Exercise aim: Copy out the rows below, swapping "spot" for "locate" and leaving every other word unchanged.

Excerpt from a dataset
◆ ◆ ◆ ◆ ◆

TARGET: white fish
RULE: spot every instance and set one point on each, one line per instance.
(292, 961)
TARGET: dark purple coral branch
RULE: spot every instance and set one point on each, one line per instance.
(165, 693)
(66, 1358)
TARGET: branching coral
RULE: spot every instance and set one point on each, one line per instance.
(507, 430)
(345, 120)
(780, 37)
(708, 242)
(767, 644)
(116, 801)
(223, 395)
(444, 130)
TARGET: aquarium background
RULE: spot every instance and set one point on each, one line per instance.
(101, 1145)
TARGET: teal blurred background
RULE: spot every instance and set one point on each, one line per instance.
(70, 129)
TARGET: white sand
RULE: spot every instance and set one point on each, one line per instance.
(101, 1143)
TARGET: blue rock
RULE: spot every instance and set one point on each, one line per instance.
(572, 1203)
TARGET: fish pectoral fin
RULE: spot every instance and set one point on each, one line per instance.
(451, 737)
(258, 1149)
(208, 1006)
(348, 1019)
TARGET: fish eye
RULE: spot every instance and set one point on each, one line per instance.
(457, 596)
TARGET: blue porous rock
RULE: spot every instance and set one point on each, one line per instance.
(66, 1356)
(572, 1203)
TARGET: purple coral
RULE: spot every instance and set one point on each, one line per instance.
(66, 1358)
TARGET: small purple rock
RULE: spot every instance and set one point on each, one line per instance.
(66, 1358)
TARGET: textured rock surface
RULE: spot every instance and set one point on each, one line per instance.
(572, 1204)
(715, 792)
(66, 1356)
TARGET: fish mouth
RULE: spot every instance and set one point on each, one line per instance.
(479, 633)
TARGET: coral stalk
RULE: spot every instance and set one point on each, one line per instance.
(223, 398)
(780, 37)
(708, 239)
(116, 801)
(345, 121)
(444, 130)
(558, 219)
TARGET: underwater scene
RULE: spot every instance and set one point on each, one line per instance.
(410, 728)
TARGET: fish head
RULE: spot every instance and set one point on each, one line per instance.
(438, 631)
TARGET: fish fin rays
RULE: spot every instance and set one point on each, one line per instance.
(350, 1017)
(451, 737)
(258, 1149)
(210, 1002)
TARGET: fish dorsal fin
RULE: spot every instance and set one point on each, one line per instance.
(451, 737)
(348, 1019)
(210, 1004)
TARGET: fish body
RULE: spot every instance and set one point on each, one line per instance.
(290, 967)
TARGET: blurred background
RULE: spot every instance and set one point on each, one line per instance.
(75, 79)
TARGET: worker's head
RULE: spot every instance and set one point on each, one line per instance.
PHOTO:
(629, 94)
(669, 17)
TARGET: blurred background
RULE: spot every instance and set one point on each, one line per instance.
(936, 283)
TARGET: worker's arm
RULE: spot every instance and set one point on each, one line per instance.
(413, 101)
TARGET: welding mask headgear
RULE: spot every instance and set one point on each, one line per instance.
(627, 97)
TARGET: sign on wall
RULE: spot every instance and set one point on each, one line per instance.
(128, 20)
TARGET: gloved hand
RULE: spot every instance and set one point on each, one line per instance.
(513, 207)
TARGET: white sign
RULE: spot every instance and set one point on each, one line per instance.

◆ ◆ ◆ ◆ ◆

Exercise solution:
TARGET: white fish
RULE: locate every instance and set one point on each, one line per instance.
(292, 961)
TARGET: dark purple coral branch
RULE: locate every instance and set one point on each, one line per instance.
(165, 693)
(66, 1358)
TARGET: branching coral
RULE: locate every instance and set one point on each, one line per instance.
(507, 430)
(345, 120)
(780, 37)
(708, 242)
(767, 644)
(116, 801)
(223, 395)
(444, 130)
TARGET: aquarium background
RULE: locate every instance and set one point on each, one line per instance.
(101, 1145)
TARGET: teal blurred background
RULE: locate every instance and set one point on each, one line per instance.
(70, 129)
TARGET: white sand
RULE: locate every instance and set one point on each, one line per instance.
(101, 1143)
TARGET: blue rock
RULE: locate every instance and set one point on each, one line per instance.
(572, 1203)
TARGET: fish pectoral fin
RULE: locate every instance and set one point on each, one line per instance.
(451, 737)
(258, 1149)
(208, 1006)
(348, 1019)
TARGET: fish eye
RULE: locate every instance and set one point on each, one line per instance.
(457, 596)
TARGET: blue porous rock
RULE: locate every instance and set one point on each, one line per instance.
(66, 1356)
(572, 1203)
TARGET: purple coral
RULE: locate every instance and set one point on each, one line per instance.
(66, 1358)
TARGET: small purple rock
RULE: locate every instance and set one point on each, one line per instance.
(66, 1358)
TARGET: textured rock surface
RULE: locate every instance and set one point on each, one line per instance.
(572, 1204)
(715, 792)
(66, 1356)
TARGET: fish mouth
RULE: locate every instance and set one point on each, one line per instance.
(479, 633)
TARGET: coral stalk
RULE: locate every instance and set one point on each, one line per instance.
(223, 398)
(780, 37)
(708, 239)
(116, 801)
(345, 121)
(444, 130)
(558, 219)
TARGET: underwater scene
RULE: locate every instance and set one point on each, one line per instance.
(410, 728)
TARGET: fish head
RULE: locate every instance and set one point on each, one line per instance.
(438, 631)
TARGET: fish fin rays
RULE: locate every instance and set one point on each, one line per instance.
(350, 1017)
(451, 737)
(258, 1149)
(210, 1002)
TARGET: fish dorsal fin
RULE: locate every instance and set one point on each, one line per instance.
(451, 737)
(348, 1019)
(210, 1004)
TARGET: fish body
RULE: locate every instance and set one point on each, one line per instance.
(290, 967)
TARGET: blurred background
RULE: locate every instance and set one point on each, one line per instance.
(75, 79)
TARGET: worker's head
RULE: locate every instance and set one point on each, one line per instance.
PHOTO:
(629, 94)
(669, 17)
TARGET: blurred background
RULE: locate every instance and set one point on each, one line per instance.
(936, 283)
TARGET: worker's arm
RULE: locate every instance and set one point on each, one line per instance.
(413, 101)
TARGET: welding mask headgear
RULE: locate every instance and set one point on each, one line per instance.
(627, 97)
TARGET: sign on wall
RULE: locate every instance and set one point on each, one line per instance.
(128, 20)
TARGET: gloved hand
RULE: locate every instance and set one point on each, one line per instance.
(513, 207)
TARGET: white sign
RULE: locate every instance and set one point on each, one line per instance.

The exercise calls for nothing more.